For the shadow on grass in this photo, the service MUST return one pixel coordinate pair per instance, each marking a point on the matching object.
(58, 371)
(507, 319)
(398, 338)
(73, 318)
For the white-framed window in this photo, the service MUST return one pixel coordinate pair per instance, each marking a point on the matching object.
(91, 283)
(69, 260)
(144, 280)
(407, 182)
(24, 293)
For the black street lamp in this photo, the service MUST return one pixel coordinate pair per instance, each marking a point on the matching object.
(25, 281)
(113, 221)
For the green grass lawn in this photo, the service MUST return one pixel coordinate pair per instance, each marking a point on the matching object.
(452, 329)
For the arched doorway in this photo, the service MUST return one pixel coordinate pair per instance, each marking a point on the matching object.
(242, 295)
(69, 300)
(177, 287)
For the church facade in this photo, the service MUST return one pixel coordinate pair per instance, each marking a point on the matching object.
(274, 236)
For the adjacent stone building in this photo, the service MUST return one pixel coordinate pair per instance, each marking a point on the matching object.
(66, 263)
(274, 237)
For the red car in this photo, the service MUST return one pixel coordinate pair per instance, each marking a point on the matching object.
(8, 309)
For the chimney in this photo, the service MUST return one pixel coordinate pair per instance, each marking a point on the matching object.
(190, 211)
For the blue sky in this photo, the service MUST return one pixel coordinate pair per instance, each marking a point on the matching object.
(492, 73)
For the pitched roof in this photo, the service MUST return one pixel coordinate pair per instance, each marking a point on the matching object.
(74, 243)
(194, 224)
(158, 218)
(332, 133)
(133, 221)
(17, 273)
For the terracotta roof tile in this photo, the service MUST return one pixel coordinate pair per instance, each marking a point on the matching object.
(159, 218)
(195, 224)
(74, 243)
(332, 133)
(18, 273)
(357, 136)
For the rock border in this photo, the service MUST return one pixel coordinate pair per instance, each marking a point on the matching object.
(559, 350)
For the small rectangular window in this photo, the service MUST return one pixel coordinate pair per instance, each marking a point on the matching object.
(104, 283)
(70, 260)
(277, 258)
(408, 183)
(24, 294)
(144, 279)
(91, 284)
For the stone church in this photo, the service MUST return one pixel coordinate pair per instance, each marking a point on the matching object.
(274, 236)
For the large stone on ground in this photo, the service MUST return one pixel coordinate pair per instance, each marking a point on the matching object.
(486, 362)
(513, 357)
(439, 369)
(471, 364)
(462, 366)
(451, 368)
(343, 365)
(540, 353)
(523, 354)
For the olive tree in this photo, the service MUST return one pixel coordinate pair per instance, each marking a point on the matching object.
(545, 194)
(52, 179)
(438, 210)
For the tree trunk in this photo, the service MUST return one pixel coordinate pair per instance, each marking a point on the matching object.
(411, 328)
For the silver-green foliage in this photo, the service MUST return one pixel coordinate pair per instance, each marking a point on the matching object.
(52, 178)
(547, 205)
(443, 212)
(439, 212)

......

What to do:
Swap every "service" in the listing above for "endpoint", and reproduce the rest of it unchanged.

Written response:
For the shadow on grass in this photo, the endpoint MUST return one pixel coordinate pair per instance, each marking a point on the matching object.
(58, 371)
(507, 319)
(398, 338)
(73, 318)
For the white-framed window in this photo, the endpoint MUST return one pixel coordinate pair per instance, each marking a point on the matching object.
(91, 283)
(69, 260)
(144, 280)
(407, 182)
(24, 293)
For the black street lamp in this photo, the endpoint MUST return one pixel coordinate pair per instance, each marking a point on the matching object.
(25, 281)
(113, 221)
For the green grass lawn in this photo, the endpoint MUST return one pixel coordinate pair per instance, each marking a point on the matching object.
(452, 329)
For the arched doorway in this photo, the endpoint MUST return one pixel coordinate pair per instance, each marking a point on the matching object.
(242, 295)
(69, 300)
(177, 287)
For the church facade in this photo, the endpoint MUST return one pixel coordinate pair per instance, each marking a point on the matching object.
(274, 236)
For the adjacent stone building in this photo, the endpoint MUST return one pixel coordinate pair per instance, each marking a point on the matching object.
(66, 263)
(274, 237)
For the red car in this photo, the endpoint MUST return one pixel coordinate pair per instance, each marking a point on the matching object.
(8, 309)
For the chimney in this photo, the endpoint MUST return one pixel coordinate pair per instance, each marking a point on the matching object.
(190, 211)
For the blue sky in this photo, the endpoint MUST return one pixel coordinate pair per instance, each marking a point on the matching object.
(492, 73)
For the pitched roof in this photo, the endpoint MUST return one pixel coordinate pair per instance, each marking a point on the matching object.
(74, 243)
(194, 224)
(158, 218)
(332, 133)
(133, 221)
(17, 273)
For the terracotta roof tile in this photo, the endpoint MUST return one pixel coordinate pair per instance, each marking a point on the matching object.
(159, 218)
(195, 224)
(74, 243)
(332, 133)
(18, 273)
(357, 136)
For the rock border in this photo, the endpoint MUST return one pixel coordinate pair per instance, each marking a point on the matching object.
(559, 350)
For the small rectangular window in this photo, the endpoint MUST return one pixel coordinate pair per instance, each marking a point on the matching object.
(104, 283)
(70, 260)
(277, 258)
(408, 183)
(24, 294)
(144, 279)
(91, 284)
For the stone church in this photo, the endpoint MUST return one pixel coordinate pair per instance, each marking a point on the matching object.
(274, 236)
For the large stone on ground in this photo, the endpoint MUST return one pixel coordinate pair per instance, each marking a point on the matching object.
(486, 362)
(513, 357)
(439, 369)
(471, 364)
(462, 366)
(451, 368)
(343, 365)
(540, 353)
(523, 354)
For the olive tree in this photo, the endpoint MUST return one pixel coordinate pair per instance, each marking a point on the matching object.
(545, 194)
(52, 179)
(438, 210)
For the tree trunk in this photo, the endpoint MUST return one pixel coordinate pair per instance, each marking a point on the matching object.
(411, 328)
For the silver-green foliage in this photo, the endpoint MUST return one pixel coordinate pair per instance, each marking a point on the matching object.
(52, 178)
(547, 205)
(443, 212)
(439, 212)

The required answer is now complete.